### EXCERPT

Thursday, December 22, 2011

Twelve of Them



                       
                             Some say that ever gainst that season comes

                                       Wherein our Saviour's birth is celebrated,

                                       This bird of dawning singeth all night long.

                                       And then they say no spirit dare stir abroad,

                                       No fairy takes, nor witch hath power to charm,

                                       So hallowed and so gracious is the time.

Our Twelfth Month
 A dozen months, a dozen flies. A dozen fish, or a dozen eggs.

 A dozen of this and dozen of that.

 Divisible in twos and threes, fours and sixes--

 Oh, mysterious, powerful, wonderful number Twelve of our lives!


    In Hamlet, Marcellus, stands his freezing watch and, hearing the cock crow, speaks poignantly of  the coming of that December season, " so hallowed  and  so gracious is the time." The Twelfth Month, for all its darkness and potential for despair, is the most sumptuous, the richest, most hallowed and gracious  of all the months. We search its darkness with the brightly colored lights of Advent as though making light were our particular human responsibility. We know that it can't get any darker than December, and that if we can just hang on and survive one more time, light and life will return.

   But now at year's end, we need the rest and restoration that December traditionally offers-- in order to brace ourselves for the next year, that great void looming out there, coming down on us at an ever more furious and terrible pace. The maw of the monster Time demanding to be filled with still more and more of our troubled experience of ourselves.



    In the old days, the Colorado fishing season ended abruptly on Halloween. We put away our tackle with various degrees of ceremony until once again in December, the Solstice would work its way down deep into our genes, getting us restless and thinking of spring. We lusted for holiday gifts of swell new tackle. The long nights found us opening our tackle vests like reliquaries and tinkering away, reading books and catalogs, fantasizing the fish that the next season might bring.

   December lore suggests sanctity, the blessedness of all created things, and the possibility that, when the nights are wholesome, and we listen carefully, we might just hear that Music, most rare, of the Peaceable Kingdom. A spell of grace before the next big push into we know not what.

### SUPPLIED MATERIAL

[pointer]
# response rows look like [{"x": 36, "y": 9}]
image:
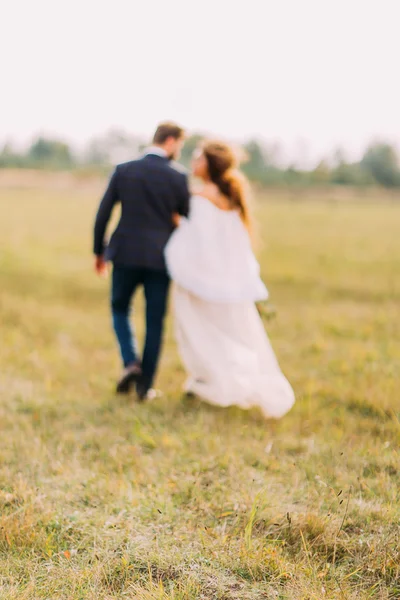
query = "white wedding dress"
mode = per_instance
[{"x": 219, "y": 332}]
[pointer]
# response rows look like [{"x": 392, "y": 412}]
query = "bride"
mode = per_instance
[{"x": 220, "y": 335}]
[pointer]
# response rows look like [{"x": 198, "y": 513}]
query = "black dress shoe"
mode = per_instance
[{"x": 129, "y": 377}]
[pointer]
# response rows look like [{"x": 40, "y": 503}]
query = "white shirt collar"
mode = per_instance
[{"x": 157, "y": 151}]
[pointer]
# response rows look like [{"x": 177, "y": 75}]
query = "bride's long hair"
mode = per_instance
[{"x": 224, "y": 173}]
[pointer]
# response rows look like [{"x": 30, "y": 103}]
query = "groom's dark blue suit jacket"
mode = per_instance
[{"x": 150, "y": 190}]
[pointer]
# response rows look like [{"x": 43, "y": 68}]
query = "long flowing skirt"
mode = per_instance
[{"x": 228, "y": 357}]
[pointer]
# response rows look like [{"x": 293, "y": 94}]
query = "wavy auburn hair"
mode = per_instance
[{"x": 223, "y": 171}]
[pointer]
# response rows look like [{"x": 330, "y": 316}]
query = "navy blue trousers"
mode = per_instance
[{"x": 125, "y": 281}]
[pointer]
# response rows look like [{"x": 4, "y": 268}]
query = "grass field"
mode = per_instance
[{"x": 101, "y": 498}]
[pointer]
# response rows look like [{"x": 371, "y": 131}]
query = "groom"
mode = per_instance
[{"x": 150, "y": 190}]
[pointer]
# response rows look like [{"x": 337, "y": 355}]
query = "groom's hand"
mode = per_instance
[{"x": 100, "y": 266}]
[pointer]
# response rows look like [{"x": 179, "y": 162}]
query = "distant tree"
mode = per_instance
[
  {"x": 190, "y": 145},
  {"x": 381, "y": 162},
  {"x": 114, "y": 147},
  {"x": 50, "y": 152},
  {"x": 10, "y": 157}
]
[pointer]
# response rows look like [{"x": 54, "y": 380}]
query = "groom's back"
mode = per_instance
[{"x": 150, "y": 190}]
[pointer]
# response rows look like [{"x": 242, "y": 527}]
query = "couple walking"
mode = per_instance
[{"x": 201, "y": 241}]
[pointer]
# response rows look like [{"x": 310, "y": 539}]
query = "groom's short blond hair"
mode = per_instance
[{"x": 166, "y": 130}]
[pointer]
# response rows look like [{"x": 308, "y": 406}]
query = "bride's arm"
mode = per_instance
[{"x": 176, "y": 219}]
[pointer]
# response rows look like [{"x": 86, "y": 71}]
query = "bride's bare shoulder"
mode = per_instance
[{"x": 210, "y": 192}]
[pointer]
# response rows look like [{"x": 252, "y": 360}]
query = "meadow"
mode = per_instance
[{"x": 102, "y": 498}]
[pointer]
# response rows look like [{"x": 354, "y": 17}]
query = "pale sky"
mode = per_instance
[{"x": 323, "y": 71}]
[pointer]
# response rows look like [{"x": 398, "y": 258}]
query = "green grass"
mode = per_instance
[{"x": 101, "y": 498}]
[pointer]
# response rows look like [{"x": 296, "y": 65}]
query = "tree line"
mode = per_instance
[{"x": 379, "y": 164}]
==
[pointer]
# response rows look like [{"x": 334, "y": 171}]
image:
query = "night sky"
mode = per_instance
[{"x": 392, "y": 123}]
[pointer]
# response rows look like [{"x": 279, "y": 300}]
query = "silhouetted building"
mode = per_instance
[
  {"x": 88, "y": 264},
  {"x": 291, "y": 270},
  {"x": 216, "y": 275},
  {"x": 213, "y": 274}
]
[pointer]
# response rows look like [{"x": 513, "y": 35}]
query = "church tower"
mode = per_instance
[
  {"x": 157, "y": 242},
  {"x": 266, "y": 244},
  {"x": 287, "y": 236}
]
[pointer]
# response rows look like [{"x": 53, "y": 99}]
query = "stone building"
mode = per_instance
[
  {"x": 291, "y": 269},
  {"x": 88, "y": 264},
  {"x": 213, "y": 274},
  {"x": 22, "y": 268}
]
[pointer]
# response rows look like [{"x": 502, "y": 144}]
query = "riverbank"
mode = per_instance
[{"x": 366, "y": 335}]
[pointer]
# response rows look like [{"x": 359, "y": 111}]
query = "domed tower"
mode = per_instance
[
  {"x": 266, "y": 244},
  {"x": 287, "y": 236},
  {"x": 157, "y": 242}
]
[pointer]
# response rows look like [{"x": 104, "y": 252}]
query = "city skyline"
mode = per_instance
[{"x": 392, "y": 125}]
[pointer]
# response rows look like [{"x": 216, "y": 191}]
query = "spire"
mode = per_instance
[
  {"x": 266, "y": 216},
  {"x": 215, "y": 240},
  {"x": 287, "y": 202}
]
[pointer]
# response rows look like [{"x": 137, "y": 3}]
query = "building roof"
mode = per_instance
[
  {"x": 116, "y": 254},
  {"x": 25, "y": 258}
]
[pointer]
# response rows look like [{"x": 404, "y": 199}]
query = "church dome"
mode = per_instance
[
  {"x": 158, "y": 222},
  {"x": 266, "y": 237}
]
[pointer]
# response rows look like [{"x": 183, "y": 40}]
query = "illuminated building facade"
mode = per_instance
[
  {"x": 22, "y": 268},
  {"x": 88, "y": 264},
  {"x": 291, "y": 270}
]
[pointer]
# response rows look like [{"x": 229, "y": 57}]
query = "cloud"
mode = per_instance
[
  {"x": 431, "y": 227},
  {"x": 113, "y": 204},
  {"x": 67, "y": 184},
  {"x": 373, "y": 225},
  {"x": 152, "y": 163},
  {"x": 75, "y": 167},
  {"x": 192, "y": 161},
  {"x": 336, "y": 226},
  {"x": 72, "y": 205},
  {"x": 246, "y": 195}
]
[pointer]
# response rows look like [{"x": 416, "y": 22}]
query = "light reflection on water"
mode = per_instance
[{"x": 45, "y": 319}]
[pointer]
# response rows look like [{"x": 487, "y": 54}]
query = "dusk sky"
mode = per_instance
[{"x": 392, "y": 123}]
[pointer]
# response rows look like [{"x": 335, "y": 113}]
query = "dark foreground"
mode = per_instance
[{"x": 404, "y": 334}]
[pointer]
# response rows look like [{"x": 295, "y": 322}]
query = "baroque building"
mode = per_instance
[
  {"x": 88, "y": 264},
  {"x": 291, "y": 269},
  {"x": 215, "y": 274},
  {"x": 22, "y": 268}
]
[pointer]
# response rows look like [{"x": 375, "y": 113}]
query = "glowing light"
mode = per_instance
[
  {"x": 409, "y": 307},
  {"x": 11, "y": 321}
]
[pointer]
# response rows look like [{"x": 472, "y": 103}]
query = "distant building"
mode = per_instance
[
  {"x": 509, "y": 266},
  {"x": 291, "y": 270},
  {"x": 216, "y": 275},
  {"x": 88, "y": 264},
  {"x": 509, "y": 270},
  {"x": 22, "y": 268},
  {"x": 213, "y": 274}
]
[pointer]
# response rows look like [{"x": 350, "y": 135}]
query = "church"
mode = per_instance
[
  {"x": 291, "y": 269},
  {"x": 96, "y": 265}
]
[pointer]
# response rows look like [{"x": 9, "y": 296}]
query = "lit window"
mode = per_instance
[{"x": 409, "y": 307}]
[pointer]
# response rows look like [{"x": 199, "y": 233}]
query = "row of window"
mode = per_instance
* * *
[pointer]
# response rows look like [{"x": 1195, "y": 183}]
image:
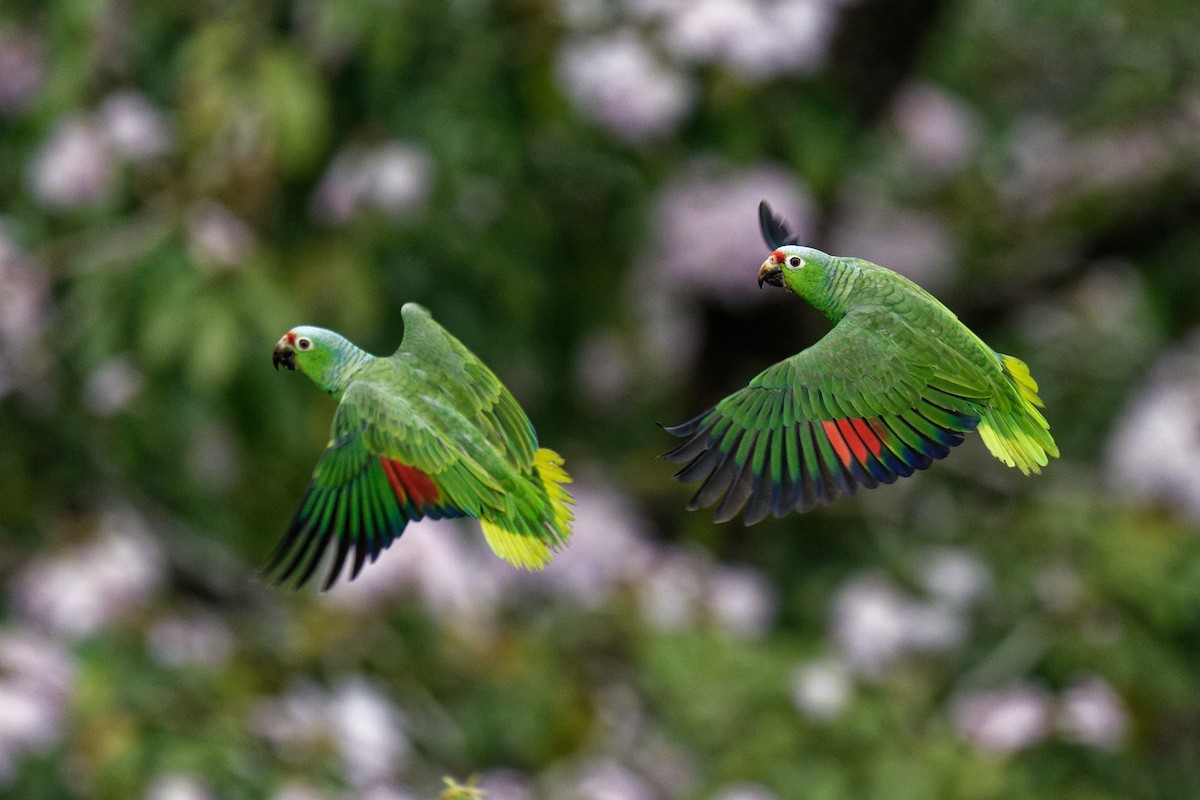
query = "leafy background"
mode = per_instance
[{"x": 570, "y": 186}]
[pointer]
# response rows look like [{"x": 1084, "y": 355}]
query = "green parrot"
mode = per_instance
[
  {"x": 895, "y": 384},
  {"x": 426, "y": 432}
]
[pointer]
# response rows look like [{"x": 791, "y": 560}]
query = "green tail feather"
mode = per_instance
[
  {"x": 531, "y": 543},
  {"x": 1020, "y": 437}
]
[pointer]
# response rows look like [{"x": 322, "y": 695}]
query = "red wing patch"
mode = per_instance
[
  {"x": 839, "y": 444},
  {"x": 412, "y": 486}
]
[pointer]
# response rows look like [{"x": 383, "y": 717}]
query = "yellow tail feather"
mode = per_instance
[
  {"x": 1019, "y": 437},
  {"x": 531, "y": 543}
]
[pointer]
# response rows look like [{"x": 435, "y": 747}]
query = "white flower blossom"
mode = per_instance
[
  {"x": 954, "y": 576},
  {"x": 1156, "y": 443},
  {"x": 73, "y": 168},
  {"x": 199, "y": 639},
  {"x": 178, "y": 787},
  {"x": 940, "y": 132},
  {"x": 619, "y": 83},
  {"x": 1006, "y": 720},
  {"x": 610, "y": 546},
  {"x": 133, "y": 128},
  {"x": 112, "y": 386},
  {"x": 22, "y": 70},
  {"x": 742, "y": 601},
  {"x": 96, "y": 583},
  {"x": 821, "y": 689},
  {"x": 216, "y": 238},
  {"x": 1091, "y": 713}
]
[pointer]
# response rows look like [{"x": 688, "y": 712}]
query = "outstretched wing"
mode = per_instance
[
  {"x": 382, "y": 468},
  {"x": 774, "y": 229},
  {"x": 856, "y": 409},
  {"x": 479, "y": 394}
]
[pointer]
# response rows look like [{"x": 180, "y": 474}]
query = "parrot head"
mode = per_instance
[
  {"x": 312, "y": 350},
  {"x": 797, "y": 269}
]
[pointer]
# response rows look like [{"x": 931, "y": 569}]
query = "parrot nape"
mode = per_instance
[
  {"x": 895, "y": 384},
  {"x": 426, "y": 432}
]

### WHAT TO WORK ON
According to the December essay, when did the Colorado fishing season end in the old days? Answer using only the December essay; the entries play no part.

### WRITTEN ANSWER
It ended abruptly on Halloween.